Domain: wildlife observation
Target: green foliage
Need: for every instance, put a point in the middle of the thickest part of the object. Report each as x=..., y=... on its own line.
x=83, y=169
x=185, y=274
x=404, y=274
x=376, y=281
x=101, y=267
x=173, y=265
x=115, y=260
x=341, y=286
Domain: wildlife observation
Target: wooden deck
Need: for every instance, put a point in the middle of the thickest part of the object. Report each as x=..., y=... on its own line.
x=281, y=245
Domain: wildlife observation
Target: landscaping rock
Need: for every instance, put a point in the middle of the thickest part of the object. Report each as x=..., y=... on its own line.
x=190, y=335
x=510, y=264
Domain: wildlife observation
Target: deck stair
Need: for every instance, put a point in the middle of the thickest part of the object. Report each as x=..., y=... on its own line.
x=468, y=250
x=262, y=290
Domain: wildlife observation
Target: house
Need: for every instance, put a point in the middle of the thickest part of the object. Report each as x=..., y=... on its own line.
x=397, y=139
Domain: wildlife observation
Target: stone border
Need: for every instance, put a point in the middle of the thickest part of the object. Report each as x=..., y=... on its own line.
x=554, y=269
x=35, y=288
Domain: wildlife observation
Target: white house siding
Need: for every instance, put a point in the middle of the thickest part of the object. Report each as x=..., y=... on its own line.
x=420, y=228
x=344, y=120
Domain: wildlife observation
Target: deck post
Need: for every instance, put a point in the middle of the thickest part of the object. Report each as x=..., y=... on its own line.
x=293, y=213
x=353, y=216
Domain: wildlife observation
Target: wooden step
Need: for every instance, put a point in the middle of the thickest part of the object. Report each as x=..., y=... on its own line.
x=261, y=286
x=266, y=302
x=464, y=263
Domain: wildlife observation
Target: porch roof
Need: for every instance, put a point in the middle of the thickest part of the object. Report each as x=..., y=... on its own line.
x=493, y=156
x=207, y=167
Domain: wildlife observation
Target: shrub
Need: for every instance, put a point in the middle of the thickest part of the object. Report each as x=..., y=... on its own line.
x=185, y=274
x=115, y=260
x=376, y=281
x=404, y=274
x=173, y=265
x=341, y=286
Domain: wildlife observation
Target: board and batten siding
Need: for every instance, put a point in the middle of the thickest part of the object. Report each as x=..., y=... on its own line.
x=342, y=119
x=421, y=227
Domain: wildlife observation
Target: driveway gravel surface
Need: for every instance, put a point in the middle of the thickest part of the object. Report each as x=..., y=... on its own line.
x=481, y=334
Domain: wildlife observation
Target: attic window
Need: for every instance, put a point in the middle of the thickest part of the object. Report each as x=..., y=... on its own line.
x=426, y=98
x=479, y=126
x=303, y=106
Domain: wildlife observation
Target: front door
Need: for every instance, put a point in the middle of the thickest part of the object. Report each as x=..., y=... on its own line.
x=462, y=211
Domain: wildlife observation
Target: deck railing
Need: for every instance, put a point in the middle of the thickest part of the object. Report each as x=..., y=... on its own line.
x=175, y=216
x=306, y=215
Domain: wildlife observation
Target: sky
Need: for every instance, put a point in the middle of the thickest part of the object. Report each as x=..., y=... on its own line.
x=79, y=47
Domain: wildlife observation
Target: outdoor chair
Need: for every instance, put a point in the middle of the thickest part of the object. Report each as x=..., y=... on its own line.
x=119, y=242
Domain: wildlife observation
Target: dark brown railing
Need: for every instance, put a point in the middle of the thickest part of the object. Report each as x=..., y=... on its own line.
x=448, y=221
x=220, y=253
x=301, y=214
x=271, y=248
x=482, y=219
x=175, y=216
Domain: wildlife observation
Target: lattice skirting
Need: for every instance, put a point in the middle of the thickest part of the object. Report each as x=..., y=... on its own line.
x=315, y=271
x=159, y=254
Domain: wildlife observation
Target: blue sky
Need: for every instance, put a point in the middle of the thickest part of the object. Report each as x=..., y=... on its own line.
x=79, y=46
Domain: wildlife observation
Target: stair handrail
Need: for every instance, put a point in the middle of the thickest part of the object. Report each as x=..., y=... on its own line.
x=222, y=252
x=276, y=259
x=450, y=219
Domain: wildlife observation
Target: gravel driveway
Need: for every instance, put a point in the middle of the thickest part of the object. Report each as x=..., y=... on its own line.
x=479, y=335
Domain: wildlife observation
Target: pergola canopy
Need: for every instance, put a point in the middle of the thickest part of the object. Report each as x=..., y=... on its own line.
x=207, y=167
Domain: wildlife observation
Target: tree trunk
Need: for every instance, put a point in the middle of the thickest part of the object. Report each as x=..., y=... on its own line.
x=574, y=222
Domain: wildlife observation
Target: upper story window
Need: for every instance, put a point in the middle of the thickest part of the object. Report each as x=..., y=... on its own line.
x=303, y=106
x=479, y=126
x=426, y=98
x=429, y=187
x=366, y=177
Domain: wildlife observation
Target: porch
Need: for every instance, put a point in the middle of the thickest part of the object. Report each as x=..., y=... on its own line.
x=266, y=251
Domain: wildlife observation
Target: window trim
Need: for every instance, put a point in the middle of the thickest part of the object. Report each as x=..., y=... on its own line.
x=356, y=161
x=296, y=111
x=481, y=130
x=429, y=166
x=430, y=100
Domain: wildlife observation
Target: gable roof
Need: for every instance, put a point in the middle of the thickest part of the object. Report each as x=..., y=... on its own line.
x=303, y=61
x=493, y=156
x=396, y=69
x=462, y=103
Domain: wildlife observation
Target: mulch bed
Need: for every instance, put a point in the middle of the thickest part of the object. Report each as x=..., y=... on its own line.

* _Exercise brief_: Please transcribe exactly the lines above from the line that has "Target: house" up to and including the line that has "Target: deck post"; no other line belongs in the answer.

* _Result for this task_:
Target: house
Need: for every instance, put a point in the middle of the thickest part of the object. Report each as x=..., y=... on its own line.
x=397, y=139
Domain: wildlife observation
Target: stone border
Need: for every instance, put a point in the middle of the thickest part of the object. Report each as x=..., y=... on its own line.
x=554, y=269
x=35, y=288
Domain: wildlife observation
Target: white house siding
Need: for every instance, put a point in the middle of the thickest part of the object. Report each as x=..., y=... on its own line.
x=420, y=228
x=344, y=120
Domain: wildlife observation
Target: deck post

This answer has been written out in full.